• REQUIREMENT:
Strip the pictures and reproduce the rest of the listing exactly.

• PROVIDED ENTRIES:
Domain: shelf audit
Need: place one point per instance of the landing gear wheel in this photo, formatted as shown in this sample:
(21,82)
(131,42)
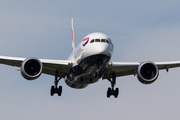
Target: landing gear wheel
(59,90)
(108,92)
(52,90)
(116,92)
(112,91)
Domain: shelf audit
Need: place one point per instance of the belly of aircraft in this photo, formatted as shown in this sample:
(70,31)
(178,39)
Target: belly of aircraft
(86,71)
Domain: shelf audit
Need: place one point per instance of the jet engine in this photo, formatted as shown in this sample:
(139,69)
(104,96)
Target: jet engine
(147,72)
(31,68)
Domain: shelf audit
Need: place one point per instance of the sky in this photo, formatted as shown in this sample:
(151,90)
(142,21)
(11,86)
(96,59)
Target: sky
(140,30)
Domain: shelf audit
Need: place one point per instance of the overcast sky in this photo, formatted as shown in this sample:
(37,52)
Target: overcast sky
(140,30)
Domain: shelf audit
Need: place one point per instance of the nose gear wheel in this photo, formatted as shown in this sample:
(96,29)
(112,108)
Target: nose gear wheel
(111,90)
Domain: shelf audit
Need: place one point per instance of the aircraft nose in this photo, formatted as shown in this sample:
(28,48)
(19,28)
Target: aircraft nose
(102,49)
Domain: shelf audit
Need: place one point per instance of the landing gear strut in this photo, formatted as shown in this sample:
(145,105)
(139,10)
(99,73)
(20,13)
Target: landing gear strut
(112,91)
(55,89)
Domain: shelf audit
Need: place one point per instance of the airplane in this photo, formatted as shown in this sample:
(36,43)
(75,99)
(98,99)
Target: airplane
(88,63)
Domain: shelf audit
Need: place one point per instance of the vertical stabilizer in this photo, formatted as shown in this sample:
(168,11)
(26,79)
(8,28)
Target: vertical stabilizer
(73,37)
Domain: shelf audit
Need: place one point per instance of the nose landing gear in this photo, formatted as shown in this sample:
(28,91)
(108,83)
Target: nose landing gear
(55,89)
(112,91)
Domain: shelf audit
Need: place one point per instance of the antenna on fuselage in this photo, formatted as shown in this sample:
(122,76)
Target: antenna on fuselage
(73,37)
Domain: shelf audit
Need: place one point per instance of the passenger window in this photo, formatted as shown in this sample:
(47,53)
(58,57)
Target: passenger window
(92,41)
(97,40)
(103,40)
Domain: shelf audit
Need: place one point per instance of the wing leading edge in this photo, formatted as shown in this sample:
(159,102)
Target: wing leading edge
(130,68)
(49,66)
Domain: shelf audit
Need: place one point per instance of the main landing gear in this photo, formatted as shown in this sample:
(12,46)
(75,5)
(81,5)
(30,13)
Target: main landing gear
(55,89)
(112,91)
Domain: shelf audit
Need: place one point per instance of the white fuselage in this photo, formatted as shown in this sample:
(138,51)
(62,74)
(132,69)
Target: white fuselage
(89,59)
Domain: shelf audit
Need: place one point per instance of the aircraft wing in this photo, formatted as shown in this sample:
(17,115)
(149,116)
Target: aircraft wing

• CORRECT OUTPUT:
Domain: shelf audit
Need: place one point per instance of the landing gear wheel in this photo, formatted as shown in this sample:
(21,82)
(131,42)
Target: landing gear wheel
(59,90)
(108,92)
(52,90)
(116,92)
(112,91)
Domain: shelf audit
Need: place one point per instance of the belly of aircraft in this photo, formatted as shown in this sample:
(70,31)
(178,39)
Target: belly of aircraft
(86,71)
Domain: shelf audit
Need: place one point per instance of the jet engine in this photo, formatted as shown in this sample:
(139,69)
(104,96)
Target: jet engine
(147,72)
(31,68)
Domain: shelf audit
Need: place one point per instance of the sky in this photo, formatted as shown in this sample:
(151,90)
(142,21)
(11,86)
(96,59)
Target: sky
(140,30)
Domain: shelf audit
Need: place one point per instance of the overcast sky in this photo, formatted as shown in this sample:
(37,52)
Target: overcast sky
(140,30)
Domain: shelf audit
Need: place one point per instance of the nose gear wheel in this photo, formatted as shown in this sample:
(96,29)
(112,108)
Target: nose gear wheel
(111,90)
Domain: shelf audit
Need: place one point per instance of the aircraft nose in this photo, formatted as shown in this sample:
(28,48)
(19,28)
Target: aircraft nose
(102,49)
Domain: shelf audit
Need: place one point per instance of the landing gear strut in this photo, formatted as shown in this sample:
(145,105)
(139,10)
(99,73)
(20,13)
Target: landing gear strut
(112,91)
(55,89)
Domain: shelf audit
Need: place one point per instance of the airplane in this photo, formatted as shown in this sample:
(36,43)
(75,99)
(98,99)
Target: airplane
(88,63)
Domain: shelf audit
Need: place one point per instance of the vertical stabilizer in this photo, formatted as shown in this sample:
(168,11)
(26,79)
(8,28)
Target: vertical stabilizer
(73,37)
Domain: shelf audit
Need: place one point per instance of the nose landing gear in this photo, formatted as shown in this sample:
(28,91)
(108,83)
Target: nose landing gear
(55,89)
(112,91)
Domain: shelf audit
Need: place one point per instance of the antenna on fuselage in this photo, formatted as shown in this sample:
(122,76)
Target: antenna on fuselage
(73,37)
Domain: shelf audit
Need: place one point per instance of the passenger window in this photo, formatted as shown in this sample:
(47,53)
(58,57)
Target: passenger window
(92,41)
(97,40)
(103,40)
Domain: shelf audit
Need: place one point per instance of the wing leading edge in this photo, formatted as shown in this sample:
(159,102)
Target: wing leading edge
(130,68)
(49,66)
Domain: shelf audit
Need: place one point per instance of the main landing gear in this photo, formatted as shown in this sample:
(12,46)
(75,5)
(81,5)
(30,13)
Target: main landing gear
(55,89)
(112,91)
Domain: shelf audit
Need: place one point per instance of the white fuselage in this photo, formatted as shown in this sample:
(138,51)
(62,74)
(132,69)
Target: white fuselage
(89,59)
Domain: shelf audit
Need: place one point per instance of the aircraft wing in this photo, formatted as shown in this sample:
(17,115)
(149,116)
Target: aircraft wing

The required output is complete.